WORK INSTRUCTIONS: Please find every line in the material below that contains the word "green" and copy each such line. Case counts.

LISTING:
——

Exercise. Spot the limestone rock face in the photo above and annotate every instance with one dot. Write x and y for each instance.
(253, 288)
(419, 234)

——

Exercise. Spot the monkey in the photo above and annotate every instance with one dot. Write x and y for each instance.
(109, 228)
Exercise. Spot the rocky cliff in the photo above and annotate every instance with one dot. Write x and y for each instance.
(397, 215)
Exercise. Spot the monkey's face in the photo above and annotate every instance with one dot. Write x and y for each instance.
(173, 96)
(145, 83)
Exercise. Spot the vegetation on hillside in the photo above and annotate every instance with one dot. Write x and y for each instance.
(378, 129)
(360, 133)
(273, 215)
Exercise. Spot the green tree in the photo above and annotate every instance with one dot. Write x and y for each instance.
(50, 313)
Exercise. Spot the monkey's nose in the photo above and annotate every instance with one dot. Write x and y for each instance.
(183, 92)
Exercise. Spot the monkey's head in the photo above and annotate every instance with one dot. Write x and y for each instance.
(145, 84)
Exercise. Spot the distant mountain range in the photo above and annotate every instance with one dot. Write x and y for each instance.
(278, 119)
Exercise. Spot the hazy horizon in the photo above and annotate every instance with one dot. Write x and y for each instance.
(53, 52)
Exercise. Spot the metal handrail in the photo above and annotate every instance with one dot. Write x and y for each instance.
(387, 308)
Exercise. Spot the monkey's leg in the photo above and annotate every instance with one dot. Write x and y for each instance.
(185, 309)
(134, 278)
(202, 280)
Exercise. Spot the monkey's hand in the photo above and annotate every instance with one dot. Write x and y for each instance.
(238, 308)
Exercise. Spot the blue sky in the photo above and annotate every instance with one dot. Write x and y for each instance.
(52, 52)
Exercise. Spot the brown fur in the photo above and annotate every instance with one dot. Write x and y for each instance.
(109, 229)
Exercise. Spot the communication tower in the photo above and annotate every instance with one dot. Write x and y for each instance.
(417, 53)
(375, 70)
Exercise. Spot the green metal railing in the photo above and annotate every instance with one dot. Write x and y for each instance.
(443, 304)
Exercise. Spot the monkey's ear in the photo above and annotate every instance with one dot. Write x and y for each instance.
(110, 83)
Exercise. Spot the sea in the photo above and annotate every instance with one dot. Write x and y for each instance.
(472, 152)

——

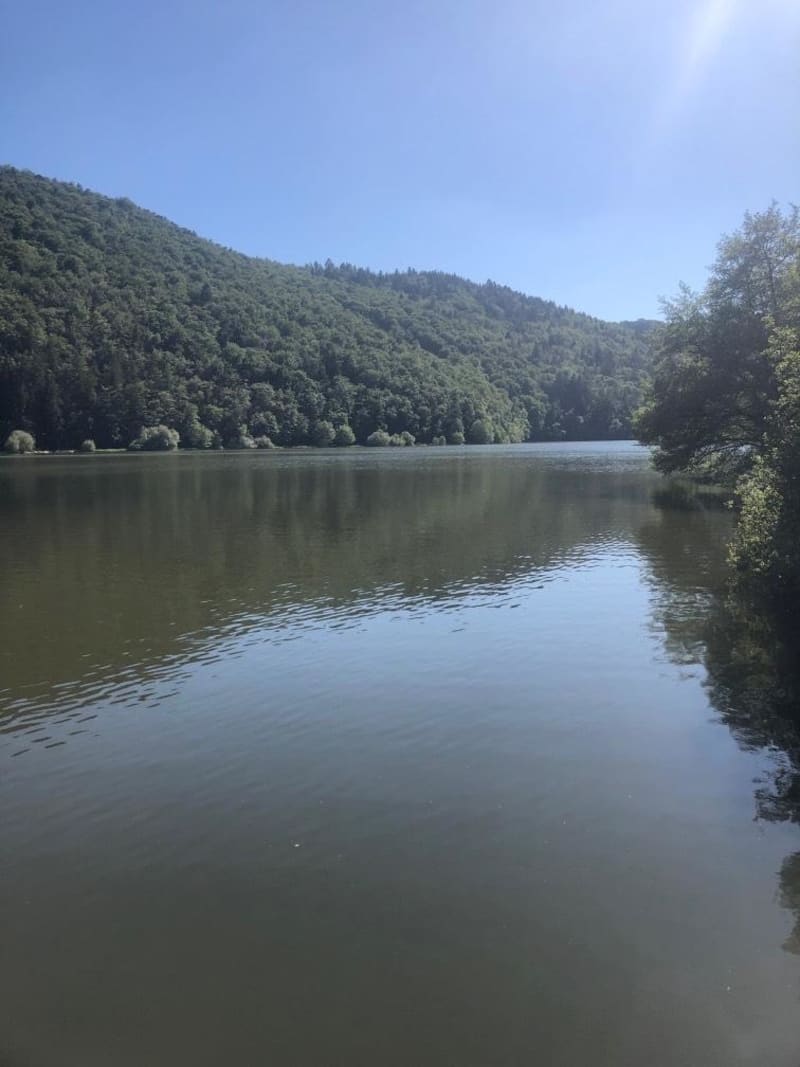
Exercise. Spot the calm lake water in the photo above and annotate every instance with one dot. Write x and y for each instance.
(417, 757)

——

EXERCISE RESULT:
Exercise. Spot the green tree in the photo above and annotate every instance with one dot. Write x and y for each instance.
Exercise. Spot the green metal railing in the photo above and annotate every instance with one dot. Write x and y for each instance.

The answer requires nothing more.